### Text shown
Ezra: Do you think it's the role of art today, art, music, to act as a mirror for society?

Jarvis: No, I've always hated overtly political music. I think the thing about music is that it works on a kind of purely emotional level. I think it's best when it deals with purely emotional issues. I think it's more powerful than when you get into kind of, yes, this is what society is, because let's face it, people in bands, what do they know? They're traveling around getting pissed all the time, playing concerts. They haven't got a particularly massive insight into society, have they?

Ezra: In 25 years with Pulp, you have something like ten albums?

Jarvis: Our work rate has been very poor. It's more something like eight. That's not more than one every three years. It's very Pink Floyd.

Ezra: You sold over 10 million records. What triggered your decision to put an end to Pulp? Is it temporary, a transitional period?

Jarvis: It's hard to say because my life has changed quite a lot. So I don't know. I do feel that it took up a lot of my life for a long time and maybe stopped me from getting involved with other things. You think, that's my métier, that's what I do, and sometimes you can get a bit stale or something. Maybe it is people are only good at one thing, really. Maybe I'll find out. I just felt that I had to kind of try to do something else just to find out if I was capable of doing something else. Do you know what I mean?
######
Modify the interview passage starting at "Ezra: You sold" and ending at "what I mean?" so that "stale" becomes "jaded". Rely on the interview alone.
### Extracted information
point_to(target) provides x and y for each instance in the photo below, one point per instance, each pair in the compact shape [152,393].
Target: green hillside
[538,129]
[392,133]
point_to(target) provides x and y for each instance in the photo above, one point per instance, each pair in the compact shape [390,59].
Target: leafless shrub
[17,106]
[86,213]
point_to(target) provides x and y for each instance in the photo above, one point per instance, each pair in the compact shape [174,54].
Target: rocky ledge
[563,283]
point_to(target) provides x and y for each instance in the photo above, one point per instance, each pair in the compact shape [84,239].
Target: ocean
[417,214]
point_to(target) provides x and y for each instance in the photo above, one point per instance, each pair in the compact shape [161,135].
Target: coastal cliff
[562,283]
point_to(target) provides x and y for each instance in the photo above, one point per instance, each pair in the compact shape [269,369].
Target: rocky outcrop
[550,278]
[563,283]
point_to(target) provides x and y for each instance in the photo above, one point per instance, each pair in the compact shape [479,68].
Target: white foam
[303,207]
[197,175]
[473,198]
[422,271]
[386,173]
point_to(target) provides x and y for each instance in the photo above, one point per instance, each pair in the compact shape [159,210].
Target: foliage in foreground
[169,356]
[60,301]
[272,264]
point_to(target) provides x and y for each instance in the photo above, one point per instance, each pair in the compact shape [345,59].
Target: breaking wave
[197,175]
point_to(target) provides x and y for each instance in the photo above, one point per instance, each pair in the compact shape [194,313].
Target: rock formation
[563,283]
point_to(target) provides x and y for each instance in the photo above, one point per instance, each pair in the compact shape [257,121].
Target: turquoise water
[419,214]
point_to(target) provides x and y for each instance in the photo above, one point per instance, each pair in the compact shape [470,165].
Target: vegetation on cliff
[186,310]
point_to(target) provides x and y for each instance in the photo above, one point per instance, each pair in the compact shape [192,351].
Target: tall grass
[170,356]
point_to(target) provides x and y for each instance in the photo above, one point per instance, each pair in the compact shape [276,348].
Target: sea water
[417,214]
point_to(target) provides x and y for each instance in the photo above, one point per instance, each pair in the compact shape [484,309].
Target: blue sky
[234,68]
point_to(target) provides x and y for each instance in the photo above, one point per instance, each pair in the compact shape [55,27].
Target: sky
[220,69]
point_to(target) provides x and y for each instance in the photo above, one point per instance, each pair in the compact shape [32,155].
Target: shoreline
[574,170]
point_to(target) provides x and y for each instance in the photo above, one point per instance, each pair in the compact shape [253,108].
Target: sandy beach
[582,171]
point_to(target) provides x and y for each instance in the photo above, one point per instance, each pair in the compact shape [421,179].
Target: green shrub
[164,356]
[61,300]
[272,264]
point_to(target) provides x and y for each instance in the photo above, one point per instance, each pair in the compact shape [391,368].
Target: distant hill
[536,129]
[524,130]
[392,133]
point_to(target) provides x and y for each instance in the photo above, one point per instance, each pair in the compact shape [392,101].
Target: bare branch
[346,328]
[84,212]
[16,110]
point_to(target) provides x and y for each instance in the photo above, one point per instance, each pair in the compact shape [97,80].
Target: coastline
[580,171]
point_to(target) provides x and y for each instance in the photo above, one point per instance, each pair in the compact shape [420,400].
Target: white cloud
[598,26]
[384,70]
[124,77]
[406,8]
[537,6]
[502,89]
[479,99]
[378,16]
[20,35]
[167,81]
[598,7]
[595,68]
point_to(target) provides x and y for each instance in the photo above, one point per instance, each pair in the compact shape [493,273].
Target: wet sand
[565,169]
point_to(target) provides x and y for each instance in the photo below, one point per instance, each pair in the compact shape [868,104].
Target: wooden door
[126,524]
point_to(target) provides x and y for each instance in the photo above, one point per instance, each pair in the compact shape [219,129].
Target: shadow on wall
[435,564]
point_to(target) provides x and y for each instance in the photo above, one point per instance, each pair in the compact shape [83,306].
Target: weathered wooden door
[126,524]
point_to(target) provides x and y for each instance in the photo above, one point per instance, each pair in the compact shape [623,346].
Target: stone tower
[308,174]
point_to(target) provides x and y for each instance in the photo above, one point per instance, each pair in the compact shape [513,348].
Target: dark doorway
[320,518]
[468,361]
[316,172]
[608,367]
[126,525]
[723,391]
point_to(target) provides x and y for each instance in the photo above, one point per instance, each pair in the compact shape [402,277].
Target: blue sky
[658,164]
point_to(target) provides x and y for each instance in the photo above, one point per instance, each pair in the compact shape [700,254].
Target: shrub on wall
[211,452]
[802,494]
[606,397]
######
### Result of this task
Ezra: You sold over 10 million records. What triggered your decision to put an end to Pulp? Is it temporary, a transitional period?

Jarvis: It's hard to say because my life has changed quite a lot. So I don't know. I do feel that it took up a lot of my life for a long time and maybe stopped me from getting involved with other things. You think, that's my métier, that's what I do, and sometimes you can get a bit jaded or something. Maybe it is people are only good at one thing, really. Maybe I'll find out. I just felt that I had to kind of try to do something else just to find out if I was capable of doing something else. Do you know what I mean?